→ **Provided data**:
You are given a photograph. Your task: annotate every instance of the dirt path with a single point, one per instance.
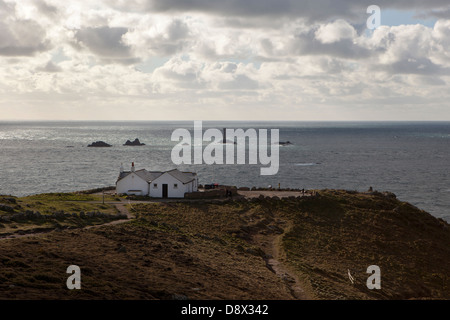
(274, 258)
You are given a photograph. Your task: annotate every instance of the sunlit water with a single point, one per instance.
(409, 159)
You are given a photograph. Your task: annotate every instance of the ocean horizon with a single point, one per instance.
(408, 158)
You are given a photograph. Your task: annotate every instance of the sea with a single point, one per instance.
(410, 159)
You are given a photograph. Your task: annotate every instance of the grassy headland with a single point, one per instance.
(259, 248)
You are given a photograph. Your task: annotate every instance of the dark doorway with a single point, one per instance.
(165, 190)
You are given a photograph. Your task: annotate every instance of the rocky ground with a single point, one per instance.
(261, 247)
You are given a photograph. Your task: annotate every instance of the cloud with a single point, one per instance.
(310, 10)
(20, 37)
(295, 59)
(106, 42)
(335, 32)
(50, 67)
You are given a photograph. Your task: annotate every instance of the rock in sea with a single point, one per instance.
(98, 144)
(136, 142)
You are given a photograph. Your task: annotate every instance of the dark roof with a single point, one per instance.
(149, 176)
(184, 177)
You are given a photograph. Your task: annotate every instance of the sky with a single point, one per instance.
(313, 60)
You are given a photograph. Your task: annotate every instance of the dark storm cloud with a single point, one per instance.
(106, 43)
(315, 10)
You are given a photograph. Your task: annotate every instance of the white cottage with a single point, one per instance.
(156, 184)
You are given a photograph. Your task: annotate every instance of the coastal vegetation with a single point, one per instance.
(240, 248)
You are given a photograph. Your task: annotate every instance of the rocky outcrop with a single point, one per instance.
(136, 142)
(99, 144)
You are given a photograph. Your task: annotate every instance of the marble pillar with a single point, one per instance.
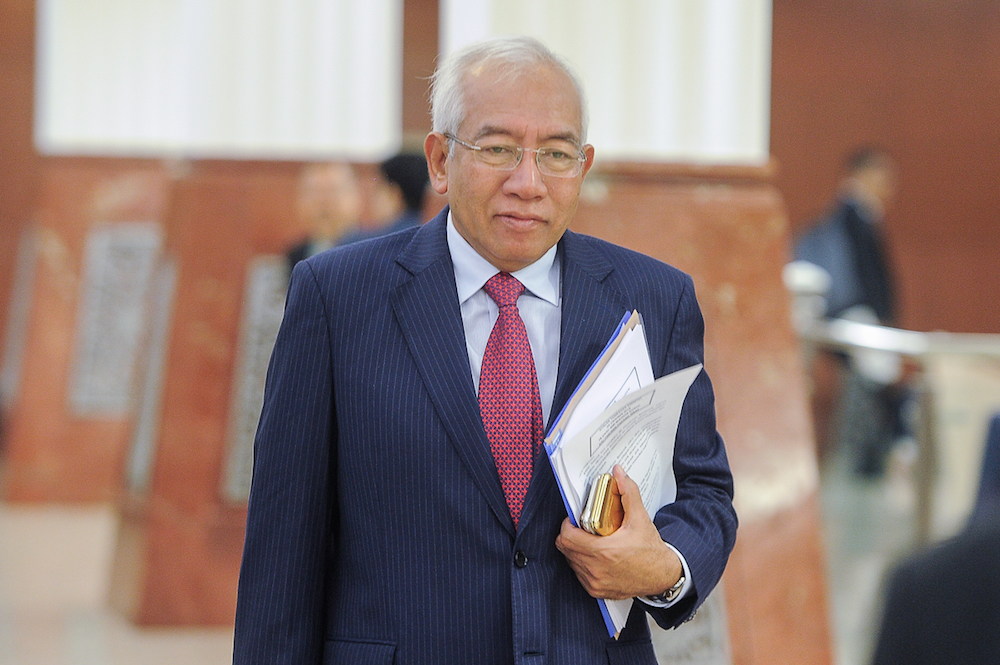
(88, 261)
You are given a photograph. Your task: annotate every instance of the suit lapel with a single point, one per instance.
(429, 314)
(591, 311)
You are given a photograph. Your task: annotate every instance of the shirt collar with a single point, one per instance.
(541, 278)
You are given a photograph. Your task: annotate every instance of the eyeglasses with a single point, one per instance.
(557, 161)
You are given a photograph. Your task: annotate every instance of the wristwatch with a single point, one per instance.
(670, 594)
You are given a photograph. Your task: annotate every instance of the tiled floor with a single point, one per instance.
(869, 525)
(54, 567)
(55, 562)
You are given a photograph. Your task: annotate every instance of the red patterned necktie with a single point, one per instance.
(508, 394)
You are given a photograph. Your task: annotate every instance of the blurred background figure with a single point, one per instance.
(329, 205)
(943, 605)
(397, 199)
(848, 245)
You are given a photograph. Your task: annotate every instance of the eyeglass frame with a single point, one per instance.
(581, 157)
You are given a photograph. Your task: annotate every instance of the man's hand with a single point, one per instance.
(633, 561)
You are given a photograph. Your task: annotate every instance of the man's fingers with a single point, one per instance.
(631, 497)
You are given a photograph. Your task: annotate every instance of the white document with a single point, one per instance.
(619, 415)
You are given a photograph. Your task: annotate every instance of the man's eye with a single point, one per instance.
(499, 150)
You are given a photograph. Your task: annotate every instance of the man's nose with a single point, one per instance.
(526, 180)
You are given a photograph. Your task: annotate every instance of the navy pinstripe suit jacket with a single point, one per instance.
(377, 529)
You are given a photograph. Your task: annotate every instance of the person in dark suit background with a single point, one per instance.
(392, 517)
(943, 604)
(397, 198)
(328, 202)
(848, 243)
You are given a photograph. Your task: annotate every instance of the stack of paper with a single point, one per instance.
(619, 415)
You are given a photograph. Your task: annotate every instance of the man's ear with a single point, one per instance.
(436, 150)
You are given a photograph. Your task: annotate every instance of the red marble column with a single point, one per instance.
(181, 539)
(52, 452)
(727, 228)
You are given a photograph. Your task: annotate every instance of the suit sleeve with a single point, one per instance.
(280, 612)
(701, 522)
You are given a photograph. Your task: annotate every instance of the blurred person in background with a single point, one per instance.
(329, 204)
(943, 605)
(397, 198)
(848, 244)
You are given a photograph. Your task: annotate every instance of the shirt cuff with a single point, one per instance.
(684, 587)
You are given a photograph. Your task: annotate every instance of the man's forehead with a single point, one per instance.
(498, 103)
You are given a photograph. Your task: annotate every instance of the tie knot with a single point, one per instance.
(504, 289)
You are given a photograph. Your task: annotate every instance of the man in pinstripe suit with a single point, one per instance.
(378, 528)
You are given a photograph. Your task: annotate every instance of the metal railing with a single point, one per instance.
(851, 336)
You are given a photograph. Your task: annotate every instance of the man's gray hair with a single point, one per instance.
(511, 56)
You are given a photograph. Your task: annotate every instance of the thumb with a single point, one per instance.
(631, 497)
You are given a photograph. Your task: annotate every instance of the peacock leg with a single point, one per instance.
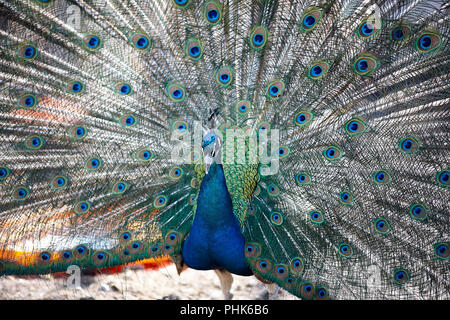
(226, 280)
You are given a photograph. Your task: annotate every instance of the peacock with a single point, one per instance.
(305, 142)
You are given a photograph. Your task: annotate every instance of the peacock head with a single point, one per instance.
(211, 146)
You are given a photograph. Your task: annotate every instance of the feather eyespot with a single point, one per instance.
(4, 173)
(258, 37)
(176, 173)
(67, 255)
(382, 225)
(365, 65)
(346, 197)
(243, 106)
(27, 101)
(332, 153)
(381, 177)
(124, 88)
(182, 3)
(160, 202)
(443, 178)
(81, 251)
(310, 19)
(44, 2)
(128, 120)
(94, 163)
(144, 155)
(212, 12)
(441, 250)
(345, 250)
(120, 187)
(194, 49)
(92, 42)
(82, 207)
(318, 70)
(224, 76)
(21, 193)
(125, 236)
(418, 211)
(45, 256)
(428, 42)
(192, 199)
(307, 290)
(252, 250)
(59, 182)
(140, 41)
(75, 87)
(303, 118)
(401, 276)
(355, 127)
(283, 152)
(316, 217)
(34, 142)
(303, 178)
(275, 89)
(276, 218)
(28, 52)
(175, 92)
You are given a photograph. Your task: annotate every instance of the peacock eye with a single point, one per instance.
(160, 202)
(310, 19)
(303, 118)
(443, 178)
(140, 41)
(28, 52)
(441, 250)
(275, 89)
(126, 236)
(175, 92)
(92, 42)
(212, 12)
(381, 177)
(45, 256)
(81, 250)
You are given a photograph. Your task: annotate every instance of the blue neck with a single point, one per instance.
(215, 240)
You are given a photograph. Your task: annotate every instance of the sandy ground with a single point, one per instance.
(138, 285)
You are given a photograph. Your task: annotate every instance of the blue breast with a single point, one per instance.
(215, 240)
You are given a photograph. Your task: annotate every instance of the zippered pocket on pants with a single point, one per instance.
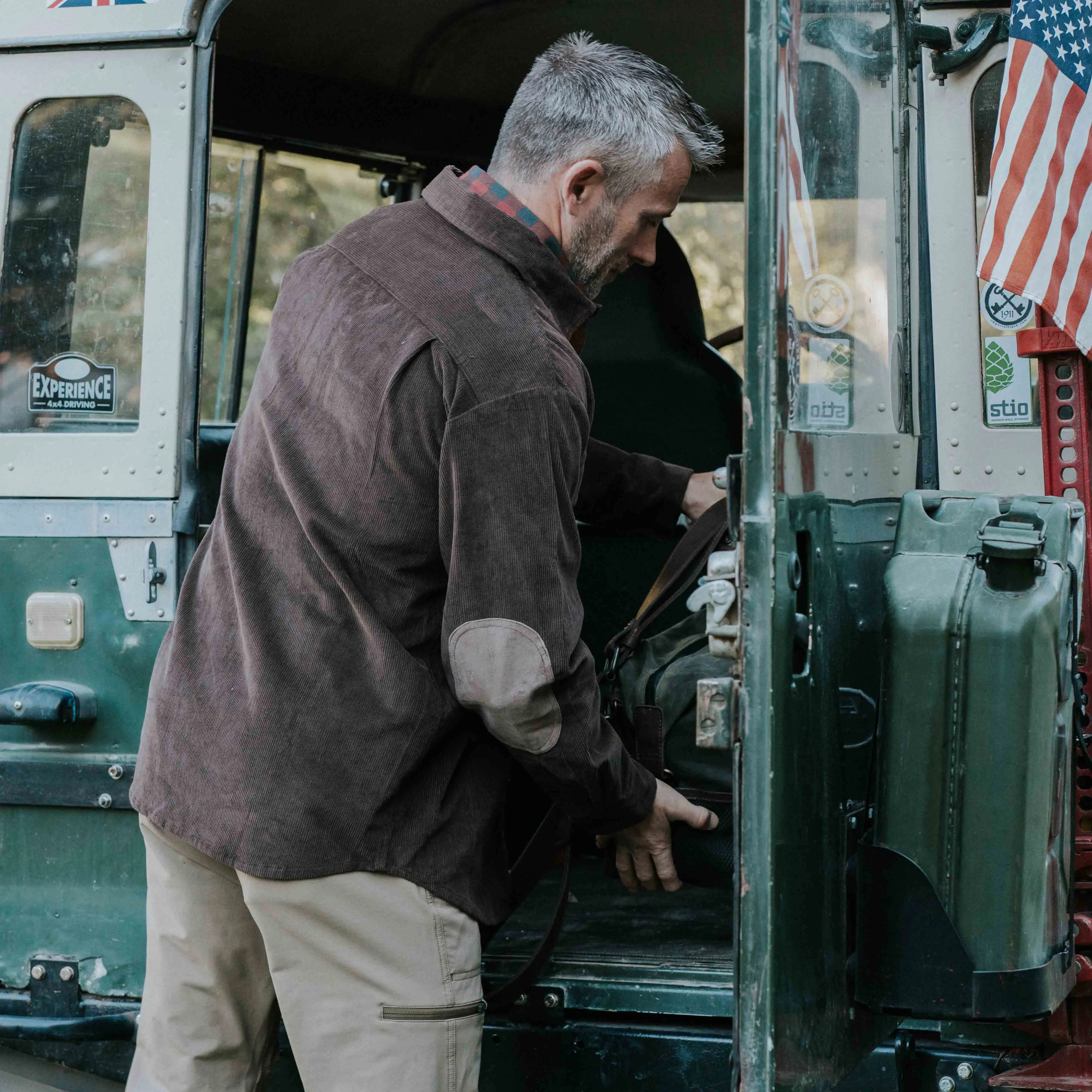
(417, 1013)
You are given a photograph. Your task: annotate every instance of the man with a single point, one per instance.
(385, 611)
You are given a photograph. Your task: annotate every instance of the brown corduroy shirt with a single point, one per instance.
(385, 610)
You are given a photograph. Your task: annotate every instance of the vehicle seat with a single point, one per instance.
(660, 389)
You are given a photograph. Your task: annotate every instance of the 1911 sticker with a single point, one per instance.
(72, 383)
(1004, 310)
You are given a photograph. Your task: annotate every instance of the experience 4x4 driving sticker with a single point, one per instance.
(72, 383)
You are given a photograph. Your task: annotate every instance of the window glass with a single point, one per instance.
(73, 283)
(711, 235)
(838, 171)
(1010, 383)
(302, 201)
(233, 185)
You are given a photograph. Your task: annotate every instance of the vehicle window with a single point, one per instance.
(302, 201)
(711, 235)
(75, 254)
(847, 362)
(234, 184)
(1010, 383)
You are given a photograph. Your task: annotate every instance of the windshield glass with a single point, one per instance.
(73, 287)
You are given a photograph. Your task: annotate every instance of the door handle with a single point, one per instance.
(42, 704)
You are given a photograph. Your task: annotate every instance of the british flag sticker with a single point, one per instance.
(93, 4)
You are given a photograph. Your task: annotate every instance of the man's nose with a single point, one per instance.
(645, 252)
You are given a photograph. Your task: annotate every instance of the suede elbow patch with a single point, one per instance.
(502, 670)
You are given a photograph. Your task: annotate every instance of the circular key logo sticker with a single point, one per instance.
(828, 303)
(1005, 310)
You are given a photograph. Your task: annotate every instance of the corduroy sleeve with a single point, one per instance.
(509, 472)
(626, 492)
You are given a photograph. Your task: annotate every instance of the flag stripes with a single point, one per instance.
(1037, 235)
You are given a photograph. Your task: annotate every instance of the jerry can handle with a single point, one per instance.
(1017, 536)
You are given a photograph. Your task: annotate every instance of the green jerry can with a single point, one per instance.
(964, 882)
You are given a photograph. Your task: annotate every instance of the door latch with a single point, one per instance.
(153, 575)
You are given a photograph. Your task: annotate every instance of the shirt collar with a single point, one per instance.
(485, 211)
(488, 188)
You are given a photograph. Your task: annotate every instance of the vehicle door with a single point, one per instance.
(101, 192)
(988, 416)
(830, 448)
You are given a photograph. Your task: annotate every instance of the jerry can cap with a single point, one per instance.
(1018, 535)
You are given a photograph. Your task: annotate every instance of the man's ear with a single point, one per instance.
(583, 185)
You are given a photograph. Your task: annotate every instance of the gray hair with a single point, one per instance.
(587, 100)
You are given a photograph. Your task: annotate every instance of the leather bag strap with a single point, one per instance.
(681, 571)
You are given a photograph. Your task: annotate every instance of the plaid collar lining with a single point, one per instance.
(478, 182)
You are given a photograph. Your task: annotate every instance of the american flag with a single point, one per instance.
(1037, 236)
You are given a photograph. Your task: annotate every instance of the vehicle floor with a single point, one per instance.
(691, 929)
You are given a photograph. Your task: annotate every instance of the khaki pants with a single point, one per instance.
(377, 980)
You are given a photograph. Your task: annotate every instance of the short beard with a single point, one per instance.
(594, 258)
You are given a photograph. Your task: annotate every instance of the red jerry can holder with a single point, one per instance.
(1064, 390)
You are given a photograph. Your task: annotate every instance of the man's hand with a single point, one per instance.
(701, 494)
(644, 852)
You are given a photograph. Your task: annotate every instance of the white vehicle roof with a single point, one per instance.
(62, 22)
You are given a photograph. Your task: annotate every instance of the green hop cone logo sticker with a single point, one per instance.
(839, 364)
(999, 369)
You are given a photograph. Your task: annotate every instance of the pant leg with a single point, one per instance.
(379, 982)
(209, 1016)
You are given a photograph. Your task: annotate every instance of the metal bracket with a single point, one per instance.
(144, 567)
(937, 39)
(540, 1005)
(55, 987)
(718, 714)
(979, 34)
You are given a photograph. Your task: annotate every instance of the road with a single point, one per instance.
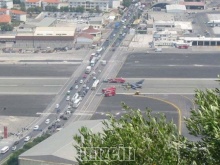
(115, 38)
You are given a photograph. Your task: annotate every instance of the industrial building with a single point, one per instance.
(59, 148)
(175, 8)
(46, 37)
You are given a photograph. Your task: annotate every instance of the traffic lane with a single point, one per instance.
(24, 105)
(37, 70)
(113, 105)
(168, 72)
(174, 58)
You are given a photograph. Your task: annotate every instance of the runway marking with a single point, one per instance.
(174, 79)
(172, 104)
(52, 85)
(8, 85)
(30, 78)
(157, 93)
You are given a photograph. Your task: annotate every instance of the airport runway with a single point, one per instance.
(161, 65)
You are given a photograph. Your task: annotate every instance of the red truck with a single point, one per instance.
(104, 90)
(116, 80)
(110, 93)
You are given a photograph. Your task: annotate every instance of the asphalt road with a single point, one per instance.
(160, 65)
(23, 105)
(28, 70)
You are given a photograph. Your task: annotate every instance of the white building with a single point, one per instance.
(165, 38)
(179, 26)
(90, 4)
(8, 4)
(32, 3)
(55, 3)
(174, 8)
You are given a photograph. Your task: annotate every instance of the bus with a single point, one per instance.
(95, 84)
(77, 102)
(4, 149)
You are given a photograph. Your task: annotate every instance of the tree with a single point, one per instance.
(80, 9)
(6, 27)
(151, 140)
(126, 3)
(204, 123)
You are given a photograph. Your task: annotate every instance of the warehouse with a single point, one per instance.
(59, 148)
(175, 8)
(47, 37)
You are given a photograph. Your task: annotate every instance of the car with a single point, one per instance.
(67, 98)
(36, 127)
(16, 142)
(13, 148)
(47, 121)
(49, 127)
(27, 138)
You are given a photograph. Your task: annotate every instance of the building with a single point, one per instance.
(14, 14)
(4, 18)
(47, 37)
(32, 3)
(59, 148)
(90, 4)
(194, 5)
(179, 26)
(96, 22)
(8, 4)
(55, 3)
(165, 38)
(84, 40)
(175, 8)
(94, 32)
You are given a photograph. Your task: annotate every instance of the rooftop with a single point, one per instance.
(5, 18)
(59, 148)
(193, 3)
(86, 35)
(51, 1)
(176, 7)
(91, 30)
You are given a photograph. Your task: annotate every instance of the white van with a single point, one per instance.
(27, 138)
(77, 102)
(75, 96)
(4, 149)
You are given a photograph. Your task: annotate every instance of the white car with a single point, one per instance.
(27, 138)
(36, 127)
(47, 121)
(67, 98)
(13, 148)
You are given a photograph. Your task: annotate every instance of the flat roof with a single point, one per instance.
(46, 22)
(213, 17)
(199, 39)
(59, 147)
(176, 7)
(54, 31)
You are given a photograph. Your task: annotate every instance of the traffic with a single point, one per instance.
(81, 86)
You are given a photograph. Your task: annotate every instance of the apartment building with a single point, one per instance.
(90, 4)
(8, 4)
(32, 3)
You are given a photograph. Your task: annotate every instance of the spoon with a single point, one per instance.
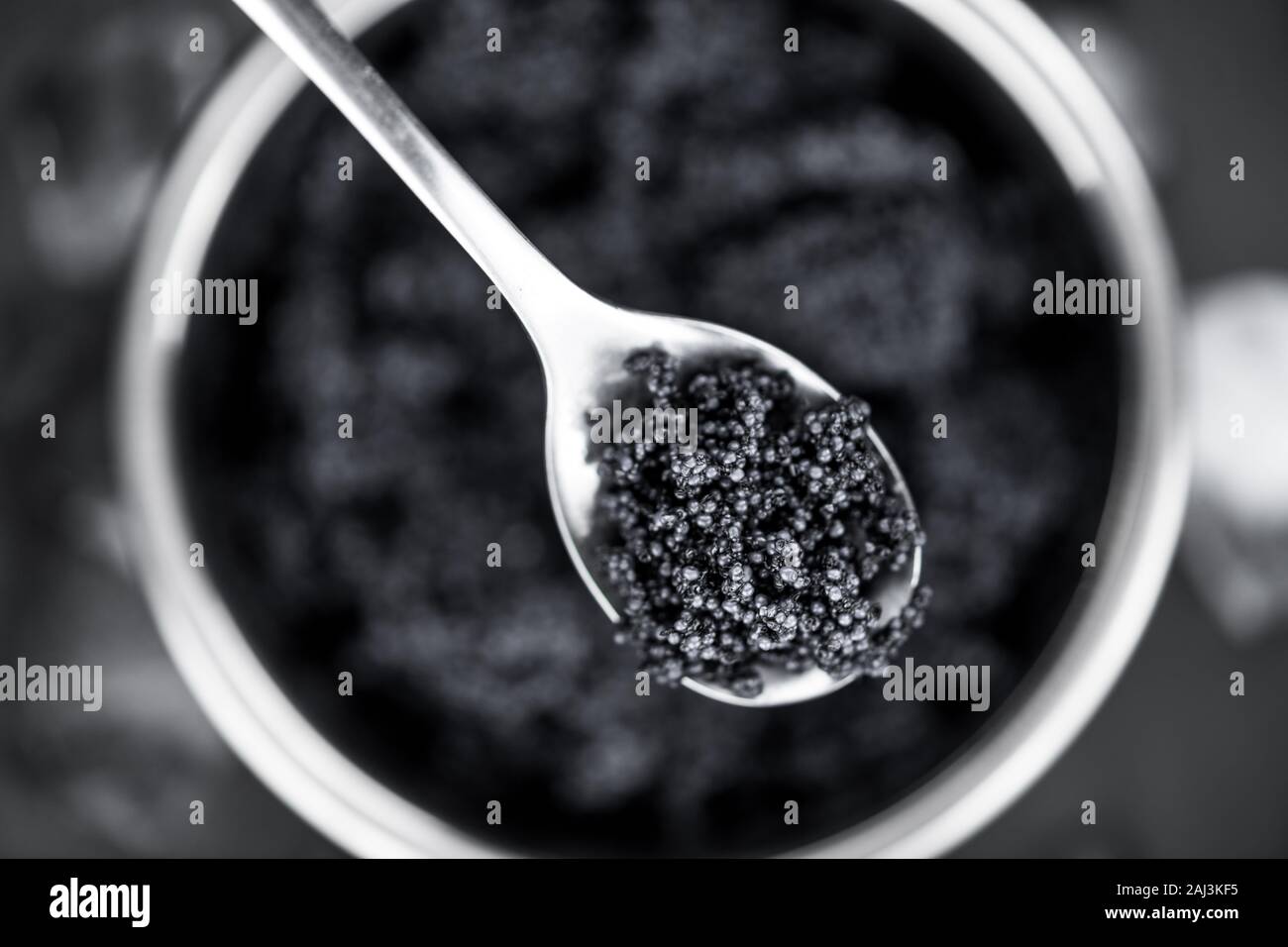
(581, 341)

→ **Your goal**:
Reproduce the stretch of lines from the one containing "the green hop" through the one containing "(209, 1016)", both included, keeping every line, and offset each coordinate value in the answer points by adding 110.

→ **Exercise response**:
You are given a photograph. Your task: annotate every instance of the green hop cone logo sticker with a single point, one per instance.
(949, 474)
(1109, 479)
You are given a photograph. Your task: annotate every instance of the pant leg with a single point, one per instance.
(489, 1092)
(319, 1126)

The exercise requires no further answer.